■ TEXT FOR ANALYSIS:
——————————

Fr. James J. Martin praises the encyclical, for he says the encyclical "ratifies a change in church teaching" because it declares the death penalty "inadmissible" and states that Catholics should work to abolish it.

Thomas Petri, dean of the Pontifical Faculty of the Immaculate Conception, considers that the 2018 change of the Catechism and Fratelli tutti which both declare capital punishment "inadmissible" means that the death penalty is in itself admissible since the Pope did not qualify death penalty as "intrinsically evil". Petri believes that if a pope was to deny the admissibility in itself of death penalty, it would constitute a "rupture" with the previous teachings of the Catholic Church.

Bishop José Horacio Gómez, president of the U.S. Conference of Catholic Bishops, says the encyclical proposes a challenge "to overcome the individualism in our culture and to serve our neighbors in love". Simone Campbell says the encyclical's message is: "We must move beyond continuous divisiveness and come together to build a world worthy of all God’s children".

On 1 December 2020, the Dicastery for Promoting Integral Human Development (DPIHD), with the help of the Dicastery for Communication, has released a section of the DPIHD's website dedicated to the encyclical.

=== Other religions ===
Grand Imam of Al-Azhar Ahmad al-Tayyeb says the encyclical "is an extension of the Document on Human Fraternity, and reveals a global reality in which the vulnerable and marginalized pay the price for unstable positions and decisions. It is a message that is directed to people of good will, whose consciences are alive and restores to humanity consciousness".

=== Freemasons ===
Through its communication organ El Oriente, the Grand Lodge of Spain praises the encyclical, saying that it shows "how far the current Catholic Church is from its former position. In 'Fratelli Tutti', the Pope embraces Universal Fraternity, the great principle of modern Masonry". The lodge also praises the fact that Francis addresses "the disintegrating role of the digital world, whose operation favors closed circuits of people who think the same way and facilitate the spread of fake news that encourage prejudice and hatred".

The Grand Orient of Italy wrote in its official magazine Erasmo to praise the encyclical, saying the "idea of universal brotherhood as a bond that unites all human beings, regardless of their faith, ideology, color, skin, social background, language, culture and nation" expressed in the Fratelli tutti are "close to the ideals that have been the very foundations of Freemasonry from the very beginning".

== Legacy ==
Pope Francis participated in a virtual observance of the International Day of Human Fraternity on 4 February 2021 along with Grand Imam of Al-Azhar Ahmad al-Tayyeb, a new celebration founded on 21 December 2020 by the United Nations and which may have been influenced by Fratelli tutti.

On 20 May 2021, the Fratelli Tutti Political School was created. This school is an online school of political thought, with its headquarters in the San Calisto palace of Vatican City. The school is managed by Juan Ignacio Maquieyra and will dispense online courses which will last 12 to 18 months each. Young people from all around the world can enrol for free in the school, but the enrolment is subject to a selection process.

On 21 October 2021, the Fratelli tutti foundation was created. The foundation aims to promote justice, solidarity and the common good.

In July 2022, Taiwan organised an art exhibition titled "Friendly Taiwan meets Fratelli tutti" to celebrate the 80 years of diplomatic relationship between Taiwan and the Holy See.

——————————

■ DATA SHOWN:
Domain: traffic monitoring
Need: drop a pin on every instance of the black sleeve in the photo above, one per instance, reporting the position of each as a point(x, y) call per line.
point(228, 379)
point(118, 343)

——————————

■ SET OF TASKS:
**1.** Decide whether each statement agrees with the text on Fratelli tutti, answering yes or no and quoting the words of the text that settle it: (a) the Fratelli Tutti Political School charges young people a fee to enroll; (b) the Grand Lodge of Spain praised the encyclical through El Oriente; (c) Thomas Petri says the Pope qualified the death penalty as "intrinsically evil".
**2.** Set down word for word the part of the text on Fratelli tutti starting with "On 20 May 2021, the" and going on through "the common good.".
**3.** According to the text on Fratelli tutti, where does the Fratelli Tutti Political School have its headquarters?

■ TASK SOLUTIONS:
**1.**
(a) No: "Young people from all around the world can enrol for free in the school"
(b) Yes: "Through its communication organ El Oriente, the Grand Lodge of Spain praises the encyclical"
(c) No: "the Pope did not qualify death penalty as "intrinsically evil""

**2.**
On 20 May 2021, the Fratelli Tutti Political School was created. This school is an online school of political thought, with its headquarters in the San Calisto palace of Vatican City. The school is managed by Juan Ignacio Maquieyra and will dispense online courses which will last 12 to 18 months each. Young people from all around the world can enrol for free in the school, but the enrolment is subject to a selection process.

On 21 October 2021, the Fratelli tutti foundation was created. The foundation aims to promote justice, solidarity and the common good.

**3.** In the San Calisto palace of Vatican City.